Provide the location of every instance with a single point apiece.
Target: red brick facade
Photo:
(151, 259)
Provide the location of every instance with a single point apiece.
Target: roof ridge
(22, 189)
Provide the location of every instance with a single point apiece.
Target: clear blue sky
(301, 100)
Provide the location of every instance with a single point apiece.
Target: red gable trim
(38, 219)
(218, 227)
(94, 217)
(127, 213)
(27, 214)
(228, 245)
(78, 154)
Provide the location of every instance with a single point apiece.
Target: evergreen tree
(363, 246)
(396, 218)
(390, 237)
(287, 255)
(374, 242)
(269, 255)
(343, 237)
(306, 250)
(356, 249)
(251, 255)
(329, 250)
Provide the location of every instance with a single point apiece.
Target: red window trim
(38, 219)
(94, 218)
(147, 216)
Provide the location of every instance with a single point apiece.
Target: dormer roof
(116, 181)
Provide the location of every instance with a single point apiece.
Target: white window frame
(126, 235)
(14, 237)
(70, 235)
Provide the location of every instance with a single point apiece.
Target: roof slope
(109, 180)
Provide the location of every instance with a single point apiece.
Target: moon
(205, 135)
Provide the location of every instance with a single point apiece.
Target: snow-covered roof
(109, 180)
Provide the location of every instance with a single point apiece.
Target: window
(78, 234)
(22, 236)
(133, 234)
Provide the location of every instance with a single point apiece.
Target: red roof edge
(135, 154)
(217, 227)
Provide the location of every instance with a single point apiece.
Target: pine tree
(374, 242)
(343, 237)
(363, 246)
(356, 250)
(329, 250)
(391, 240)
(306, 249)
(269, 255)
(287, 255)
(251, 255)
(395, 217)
■ ■ ■
● Task:
Every line from the one containing "Target: moon" to the final line of the listing above should be set down exactly, with nothing added.

● Solution for this task:
Target: moon
(205, 135)
Provide the location of every instance with a single point apiece.
Target: snow-covered roof
(109, 180)
Provide the location of every instance with a single point apiece.
Target: window
(78, 234)
(22, 236)
(133, 234)
Provide the location of every instance with a single point apiece.
Target: red roof edge
(135, 154)
(217, 227)
Provide the location of every instance with a single point apiece.
Target: pine tree
(374, 242)
(343, 237)
(363, 246)
(356, 250)
(329, 250)
(391, 240)
(306, 249)
(269, 255)
(287, 255)
(251, 255)
(395, 217)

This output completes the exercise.